- Interactive map of Nam Nung
- Country: Vietnam
- Region: Central Highlands
- Province: Lâm Đồng province

Area
- • Total: 104.82 km^{2} (40.47 sq mi)

Population (2019)
- • Total: 3,586
- Time zone: UTC+7 (Indochina Time)

= Nam Nung =

Commune in Đắk Nông province, Vietnam

Nam Nung (Xã Nâm Nung) is a commune located in the southern part of Lâm Đồng province, in Vietnam's Central Highlands region. As of 2019, the commune covers an area of 104.82 km² and has a population of 3,586.

== History ==
The historical roots of Nam Nung are associated with indigenous settlements that predate formal administrative structuring under the modern Vietnamese state. During the 1912–1935 Ethnic Rebellion of Cambodia, which involved Cambodian and highland tribal groups resisting French colonial control, the area now known as Nam Nung served as a strategic base. While Cambodia and Vietnam had not yet achieved independence at the time, the region saw considerable unrest and cross-border movements.

Following independence, the government of Vietnam implemented administrative reforms that significantly altered the region’s boundaries and governance. According to Decision 13-HĐBT issued by the Council of Ministers on 17 January 1984, Nam Nung commune was split into two separate communes: Nam Nung and Dak Ro.

● What to work on:
Copy the part of the Nam Nung text that opens with the words containing "- • Total: 3,586" and closes with "population of 3,586.", putting "Viet Nam" in place of "Vietnam" each time it appears.

● Records shown:
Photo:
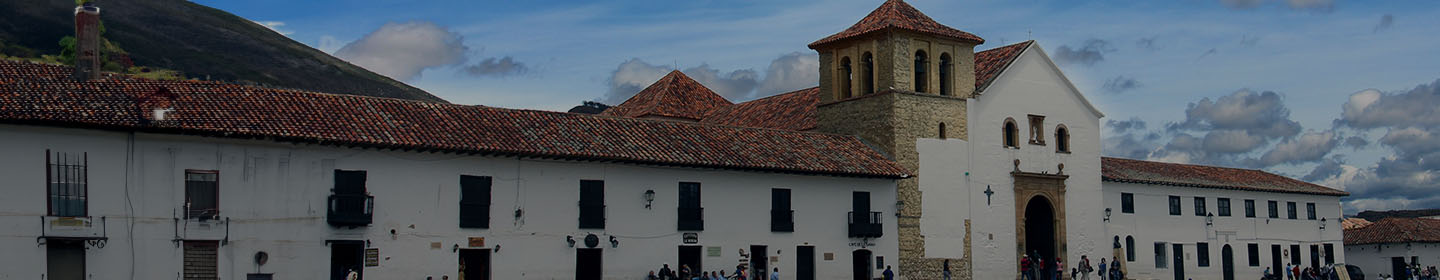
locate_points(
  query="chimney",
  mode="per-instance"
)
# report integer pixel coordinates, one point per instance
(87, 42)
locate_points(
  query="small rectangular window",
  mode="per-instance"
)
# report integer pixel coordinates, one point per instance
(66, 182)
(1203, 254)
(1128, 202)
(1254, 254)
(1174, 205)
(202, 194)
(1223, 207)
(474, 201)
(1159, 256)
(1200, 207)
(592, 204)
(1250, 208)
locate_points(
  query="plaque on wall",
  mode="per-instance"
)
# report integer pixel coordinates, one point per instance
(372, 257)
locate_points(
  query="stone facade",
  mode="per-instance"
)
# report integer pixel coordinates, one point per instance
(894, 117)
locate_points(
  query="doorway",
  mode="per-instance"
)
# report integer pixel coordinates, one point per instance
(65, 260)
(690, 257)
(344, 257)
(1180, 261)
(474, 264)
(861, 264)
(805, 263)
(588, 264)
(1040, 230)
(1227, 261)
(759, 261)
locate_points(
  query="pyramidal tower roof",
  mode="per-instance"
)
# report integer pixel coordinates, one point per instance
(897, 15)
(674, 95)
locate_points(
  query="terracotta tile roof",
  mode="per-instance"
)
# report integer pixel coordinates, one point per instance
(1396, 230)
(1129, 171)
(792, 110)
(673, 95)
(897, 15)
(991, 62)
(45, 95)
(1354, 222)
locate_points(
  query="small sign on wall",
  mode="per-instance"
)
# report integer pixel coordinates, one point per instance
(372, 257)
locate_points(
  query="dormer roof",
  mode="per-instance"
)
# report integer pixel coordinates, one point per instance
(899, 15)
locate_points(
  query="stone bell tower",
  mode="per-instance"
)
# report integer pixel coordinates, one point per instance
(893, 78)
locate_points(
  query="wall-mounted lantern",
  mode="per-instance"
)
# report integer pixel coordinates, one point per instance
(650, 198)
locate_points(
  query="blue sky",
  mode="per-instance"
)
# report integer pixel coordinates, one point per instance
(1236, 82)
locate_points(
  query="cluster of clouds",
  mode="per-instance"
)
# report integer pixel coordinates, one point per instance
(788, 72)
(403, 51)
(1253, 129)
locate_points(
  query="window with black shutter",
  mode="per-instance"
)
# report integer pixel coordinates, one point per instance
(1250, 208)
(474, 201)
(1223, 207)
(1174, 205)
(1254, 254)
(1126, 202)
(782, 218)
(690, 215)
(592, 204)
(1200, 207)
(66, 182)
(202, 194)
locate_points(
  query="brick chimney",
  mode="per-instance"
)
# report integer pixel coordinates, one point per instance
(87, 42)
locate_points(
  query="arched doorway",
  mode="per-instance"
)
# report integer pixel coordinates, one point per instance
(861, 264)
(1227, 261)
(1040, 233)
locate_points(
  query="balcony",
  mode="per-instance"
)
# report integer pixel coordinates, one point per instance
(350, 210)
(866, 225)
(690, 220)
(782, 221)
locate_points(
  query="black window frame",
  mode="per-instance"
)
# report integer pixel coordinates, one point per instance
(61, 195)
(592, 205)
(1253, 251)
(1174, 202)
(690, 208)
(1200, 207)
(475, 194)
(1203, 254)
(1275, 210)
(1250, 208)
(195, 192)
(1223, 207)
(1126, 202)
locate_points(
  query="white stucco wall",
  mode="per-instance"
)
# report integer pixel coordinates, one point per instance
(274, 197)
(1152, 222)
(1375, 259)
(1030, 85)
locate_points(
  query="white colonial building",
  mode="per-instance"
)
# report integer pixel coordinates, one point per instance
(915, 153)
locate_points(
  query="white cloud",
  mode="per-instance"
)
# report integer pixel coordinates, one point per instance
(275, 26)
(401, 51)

● Task output:
- • Total: 3,586
- Time zone: UTC+7 (Indochina Time)

= Nam Nung =

Commune in Đắk Nông province, Viet Nam

Nam Nung (Xã Nâm Nung) is a commune located in the southern part of Lâm Đồng province, in Viet Nam's Central Highlands region. As of 2019, the commune covers an area of 104.82 km² and has a population of 3,586.